What is expected:
Copy the entire listing below word for word.

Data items
>>>
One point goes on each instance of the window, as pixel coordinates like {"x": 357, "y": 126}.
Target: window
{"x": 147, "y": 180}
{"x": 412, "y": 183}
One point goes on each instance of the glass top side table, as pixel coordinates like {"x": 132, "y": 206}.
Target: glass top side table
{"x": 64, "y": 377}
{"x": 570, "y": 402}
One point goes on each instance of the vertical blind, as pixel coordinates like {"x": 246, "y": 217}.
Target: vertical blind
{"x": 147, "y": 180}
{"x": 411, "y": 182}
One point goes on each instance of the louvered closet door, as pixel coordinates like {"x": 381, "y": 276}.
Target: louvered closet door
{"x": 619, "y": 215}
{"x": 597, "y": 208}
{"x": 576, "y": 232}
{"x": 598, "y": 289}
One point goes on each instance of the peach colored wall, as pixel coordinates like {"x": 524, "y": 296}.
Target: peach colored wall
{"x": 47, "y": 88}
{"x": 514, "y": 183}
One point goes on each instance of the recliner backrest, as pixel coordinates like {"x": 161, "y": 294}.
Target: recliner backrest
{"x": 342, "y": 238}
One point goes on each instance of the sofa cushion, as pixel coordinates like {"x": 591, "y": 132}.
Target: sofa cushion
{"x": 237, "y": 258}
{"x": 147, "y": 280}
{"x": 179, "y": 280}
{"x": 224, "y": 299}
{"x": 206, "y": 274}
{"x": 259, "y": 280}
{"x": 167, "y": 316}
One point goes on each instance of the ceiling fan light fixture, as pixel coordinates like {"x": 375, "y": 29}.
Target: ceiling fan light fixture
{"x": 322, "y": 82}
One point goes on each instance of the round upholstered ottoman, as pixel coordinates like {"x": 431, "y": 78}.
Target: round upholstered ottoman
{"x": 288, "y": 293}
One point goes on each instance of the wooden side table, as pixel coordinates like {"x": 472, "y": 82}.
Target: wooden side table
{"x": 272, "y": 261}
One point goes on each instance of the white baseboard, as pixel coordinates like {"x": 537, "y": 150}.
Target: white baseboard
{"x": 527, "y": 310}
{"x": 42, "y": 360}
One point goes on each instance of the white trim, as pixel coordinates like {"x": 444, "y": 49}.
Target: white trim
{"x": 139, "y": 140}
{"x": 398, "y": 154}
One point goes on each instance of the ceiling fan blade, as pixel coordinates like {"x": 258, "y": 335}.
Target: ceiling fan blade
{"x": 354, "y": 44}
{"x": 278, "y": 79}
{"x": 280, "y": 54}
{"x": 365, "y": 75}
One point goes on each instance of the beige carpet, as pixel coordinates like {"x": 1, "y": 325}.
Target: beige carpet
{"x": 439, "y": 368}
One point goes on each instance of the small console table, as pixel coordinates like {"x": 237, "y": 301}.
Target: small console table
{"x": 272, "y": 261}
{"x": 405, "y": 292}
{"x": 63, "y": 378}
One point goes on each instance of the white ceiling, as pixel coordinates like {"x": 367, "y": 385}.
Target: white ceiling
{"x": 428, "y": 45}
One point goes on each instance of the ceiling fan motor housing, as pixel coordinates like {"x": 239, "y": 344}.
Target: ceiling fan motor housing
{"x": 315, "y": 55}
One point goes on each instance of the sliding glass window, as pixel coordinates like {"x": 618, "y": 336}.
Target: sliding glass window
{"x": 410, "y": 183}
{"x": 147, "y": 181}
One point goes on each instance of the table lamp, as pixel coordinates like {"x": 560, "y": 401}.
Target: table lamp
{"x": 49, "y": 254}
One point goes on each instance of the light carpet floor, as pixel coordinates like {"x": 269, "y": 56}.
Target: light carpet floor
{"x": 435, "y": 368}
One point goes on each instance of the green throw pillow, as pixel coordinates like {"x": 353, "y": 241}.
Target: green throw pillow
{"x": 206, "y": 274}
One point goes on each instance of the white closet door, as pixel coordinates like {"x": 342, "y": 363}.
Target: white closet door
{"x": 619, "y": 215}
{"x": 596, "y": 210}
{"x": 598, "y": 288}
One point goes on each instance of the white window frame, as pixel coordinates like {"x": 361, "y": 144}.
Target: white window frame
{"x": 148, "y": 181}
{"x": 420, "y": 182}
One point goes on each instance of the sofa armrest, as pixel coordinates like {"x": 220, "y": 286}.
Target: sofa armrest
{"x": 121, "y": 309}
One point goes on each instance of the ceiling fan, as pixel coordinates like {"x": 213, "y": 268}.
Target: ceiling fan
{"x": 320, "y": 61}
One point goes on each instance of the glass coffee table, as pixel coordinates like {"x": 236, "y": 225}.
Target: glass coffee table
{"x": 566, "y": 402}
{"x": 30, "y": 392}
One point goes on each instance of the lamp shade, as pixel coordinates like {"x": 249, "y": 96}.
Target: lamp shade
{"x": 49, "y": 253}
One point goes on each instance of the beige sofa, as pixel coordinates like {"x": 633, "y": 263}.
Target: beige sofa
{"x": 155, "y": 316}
<<<
Task response:
One point goes on each instance of the window, as pixel coordinates like {"x": 357, "y": 126}.
Target: window
{"x": 147, "y": 180}
{"x": 412, "y": 183}
One point goes on each instance of the glass top side table, as pixel coordinates like {"x": 132, "y": 206}.
Target: glass top side table
{"x": 64, "y": 377}
{"x": 570, "y": 402}
One point goes on each instance of the vertical blind, as pixel coordinates like {"x": 246, "y": 217}.
Target: vertical blind
{"x": 147, "y": 180}
{"x": 411, "y": 182}
One point goes on each instance of the louvered closet door, as pixel coordinates like {"x": 381, "y": 276}.
Target: louvered closet door
{"x": 619, "y": 215}
{"x": 597, "y": 208}
{"x": 576, "y": 232}
{"x": 598, "y": 289}
One point goes on each instance of the peach colored wall, as pixel coordinates like {"x": 524, "y": 296}.
Target: peach colored wall
{"x": 47, "y": 88}
{"x": 514, "y": 183}
One point goes on each instance of the recliner backrest, as pixel coordinates like {"x": 161, "y": 294}.
Target: recliner backrest
{"x": 342, "y": 238}
One point goes on each instance of the sofa cushion, as pixel coordinates like {"x": 591, "y": 132}.
Target: sofa cushion
{"x": 237, "y": 258}
{"x": 147, "y": 280}
{"x": 179, "y": 280}
{"x": 224, "y": 299}
{"x": 206, "y": 274}
{"x": 259, "y": 280}
{"x": 167, "y": 316}
One point goes on each instance of the ceiling fan light fixture, as pixel coordinates like {"x": 375, "y": 29}.
Target: ceiling fan light fixture
{"x": 322, "y": 82}
One point goes on each instance of the round upholstered ottoman, as pixel coordinates like {"x": 431, "y": 78}.
Target: round upholstered ottoman
{"x": 288, "y": 293}
One point goes on each instance of the wooden side table, as pixel coordinates like {"x": 472, "y": 82}.
Target: wooden side table
{"x": 272, "y": 261}
One point goes on each instance of the white baseboard, as pixel coordinates like {"x": 537, "y": 150}.
Target: white baseboard
{"x": 527, "y": 310}
{"x": 42, "y": 360}
One point goes on each instance of the white trim, as pixel coordinates like {"x": 444, "y": 49}.
Target: white trim
{"x": 139, "y": 140}
{"x": 398, "y": 154}
One point goes on each instance of the ceiling fan blade, as pixel coordinates like {"x": 258, "y": 335}.
Target: ceiling fan blade
{"x": 354, "y": 44}
{"x": 278, "y": 79}
{"x": 280, "y": 54}
{"x": 365, "y": 75}
One point goes on each instance of the beige carpet, as pixel coordinates like {"x": 1, "y": 325}.
Target: beige carpet
{"x": 439, "y": 368}
One point goes on each instance of the small console table, as pixel coordinates like {"x": 237, "y": 301}.
Target: small console table
{"x": 272, "y": 261}
{"x": 405, "y": 292}
{"x": 63, "y": 378}
One point goes on each instance of the white ceiling, as pixel coordinates like {"x": 367, "y": 385}.
Target: white ceiling
{"x": 428, "y": 45}
One point goes on each instance of the ceiling fan motor housing, as pixel coordinates like {"x": 239, "y": 344}.
Target: ceiling fan motor housing
{"x": 315, "y": 55}
One point goes on each instance of the sliding glass window, as pixel coordinates like {"x": 618, "y": 336}.
Target: sliding glass window
{"x": 410, "y": 183}
{"x": 147, "y": 181}
One point goes on each instance of the table lamp, as pixel coordinates like {"x": 560, "y": 401}.
Target: table lamp
{"x": 49, "y": 254}
One point goes on each instance of the light carpet floor, as pixel coordinates like {"x": 269, "y": 56}.
Target: light carpet floor
{"x": 435, "y": 368}
One point goes on each instance of the green throw pillow, as pixel coordinates like {"x": 353, "y": 241}.
Target: green throw pillow
{"x": 206, "y": 274}
One point goes on each instance of the white closet door, as pixel coordinates like {"x": 342, "y": 363}.
Target: white closet door
{"x": 619, "y": 215}
{"x": 596, "y": 210}
{"x": 598, "y": 288}
One point goes on each instance of the white window frame, as pixel coordinates like {"x": 361, "y": 144}.
Target: white window frame
{"x": 148, "y": 181}
{"x": 420, "y": 182}
One point goes on each instance of the sofa armrest, as pixel coordinates like {"x": 220, "y": 286}.
Target: sofa armrest
{"x": 121, "y": 309}
One point goes on each instance of the ceiling fan, as pixel coordinates like {"x": 213, "y": 268}.
Target: ceiling fan
{"x": 320, "y": 61}
One point goes on each instance of the glass coffee table, as pixel coordinates like {"x": 236, "y": 225}.
Target: glass coffee table
{"x": 566, "y": 402}
{"x": 30, "y": 392}
One point goes on each instance of the lamp shade, as pixel coordinates like {"x": 249, "y": 96}.
Target: lamp shade
{"x": 49, "y": 253}
One point goes on each instance of the beige sofa, as pixel coordinates like {"x": 633, "y": 263}.
Target: beige sofa
{"x": 155, "y": 316}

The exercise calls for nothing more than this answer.